-- Requirements --
**a.** In the blog post about the yarn store's photo use, rewrite the paragraph beginning "I know that this is a risk" more briefly, keeping its main facts.
**b.** Answer these questions from the blog post about the yarn store's photo use:
(i) On which website was the writer contacted about the photo?
(ii) What is the name of the writer's photo that appears in the brochure?
(iii) What does K-A suggest adding to images?
**c.** Write what comes next in the blog post about the yarn store's photo use, picking up after its last line.

-- Passage --
──────────────────────────────

Tuesday, June 10, 2008

Thievery! OK, Maybe That's A Little Strong. Lack Of Consideration!

Someone sharp eyed contacted me this morning on the knitting social networking website Ravelry to let me know that a Belgian yarn store is using one of my Flickr photos in their advertising. Nice, right? Like, don't ask me for permission or anything! They didn't even give me credit for the photo either.

I know that this is a risk when you post stuff on Das Internetz, but still it's definately unethical. Somewhat optimistically I assume people will play nice and at least ask for permission. Over the years I have had a few people ask to use my photos, and I have sometimes said yes depending on the nature of the intended use. I would be really annoyed if I made a living from my photos, but then I guess I would have unfortunately had to have take steps to make them less accessible.

Updated:

Proof! The woman who kindly let me know about it, scanned the brochure from the company for me. Low and behold (bottom left), there is my "Coffee & Koigu" pic from last year's Worldwide Knitting In Public Day.




Look familiar?

WWKIP Day 2007



I think I'm going to pursue this further. I'm pissed off for myself, but looking at the brochure (I just posted a snippet here) it is packed full of photos. But just whose photos?

19 comments:

Michael said...

It's kind of flattering, though?

Tom said...

That's a bit cheeky. What have you set the creative commons thingy to on flickr?

Mature option is to send them an email asking them to stop or pay royalties or something.

Immature but far more amusing option is to replace the image with something raunchy and hope they're linking directly to it so it will mess up their advertising!

The Other Andrew said...

Michael, yes it is kind of. I did actually have that reaction as well initially.

Tom, they downloaded the photo because they are using it in print. It's a good point about the Creative Commons thing, but I'm not sure what a difference that really makes. I don't really care about compensation, I just think it's unethical to not ask.

Mikey (TLE) said...

And a breach of your copyright in the photo.

The issue is if they are deriving economic benefit from your work (and clearly they are).

Let me know if you need one of those nasty "cease and desist" letters.

Quatrefoil said...

It's more than unethical, it's a breech of copyright. They're making money out of your creative property, so yes, thievery is the right word. Just because you post an image on the internet doesn't grant anyone the right to reproduce it. Creative commons only applies if you explicitly state it does - otherwise you own the rights of reproduction and what's known as the moral rights to the work - these include the right to be identified as the creator of the work, and the right to the integrity (not using parts of the image out of context for example) of the work. Since they are using the image to make money, you are owed payment for it - I'd suggest you ask them for it. Especially since you could do with the money.

Mel said...

You absolutely need to pursue it or it can be construed as de facto permission to use the image. They stole your work for their own gain, so they need to desist or compensate you. And since they've already put it into print, I guess it's a little late to desist.

Even with the Creative Commons licence, it allows for strictly non-commercial use, which is obviously not the case here.

james said...

If they've done this, chances are they aren't gonna want to pay you royalties. I reckon a simple email asking for an acknowledgement and link to your flickr site would be great. That way if people see work you like they can know how to find more of your stuff.

K-A said...

It's rude. Do you have access to Photoshop? You can add watermarks to your images. As well you may add ownership information, which is encoded to the image itself.

──────────────────────────────

-- Source data --
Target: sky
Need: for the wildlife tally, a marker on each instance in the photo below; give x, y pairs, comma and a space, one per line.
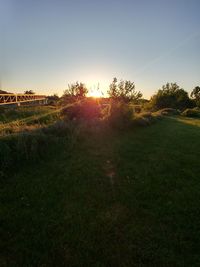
47, 44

──────────────────────────────

-- Responses per task --
**a.** Posting things online carries this risk, but it is still unethical. The writer hopes people will at least ask permission. A few people have asked over the years, and the writer has sometimes agreed, depending on the intended use. If the writer made a living from photos, this would be really annoying, and the writer would have had to make the photos less accessible.

**b.**
(i) Ravelry, the knitting social networking website.
(ii) "Coffee & Koigu."
(iii) Watermarks and ownership information encoded in the image itself.

**c.**
I would imagine there are less expensive programmes available, which can do the same thing. You may wish to investigate.

the fox said...

Hi Andrew,
lack of consideration was in this man's opinion not the Raison d'ĂȘtre by the rip-off artists, but opportunism, expected lack of being persued/hunted by you for royalties, expectation of stealing on internet seen as no crime, all these were and then some more.

Yes, you definitely should persue these guys, they and many others will need to learn that 'borrowing' a pic from the net is one thing, but using it for comercial use and benefit quite another. Have you found out which company it is? Maybe your friends at ravelry can bombard these guys with emails requesting recompense and/or withdrawal of the literature. Maybe just talking to them might actually clear things up.

Hopefully this will not discourage you to continue to post your pix which are always such a delight, so beautiful (not surprised someone stole the odd one or two).

John C said...

Flattering yes, but aggravating. Knowing the way some designers work it may have been more about laziness than anything. I had a lazy designer rather blatantly copy a poster design of mine earlier this year. Doesn't help that Flickr has a user-variable policy on how you want people to use or not use your pictures; some people may well think everything there is up for grabs.

I have a fairly loose attitude to this where my own work is concerned. In theory I don't mind piracy too much since it's a form of free advertising. There's a poorly-scanned copy of one of my Lovecraft adaptations floating around the net. If someone is making a mint from it then you call the lawyers but anyone who can make a mint from my work would have to be a financial genius. Some German band used one of my pictures on a CD cover without asking but I wasn't too worried about that either. They did credit me and sent me a copy of the CD when I asked for one.

If they've printed your picture they're unlikely to pulp all their catalogues so I'd ask them to maybe show some respect and at least send you some freebies. I imagine most companies would prefer that to someone raising a fuss about them.

Mindy said...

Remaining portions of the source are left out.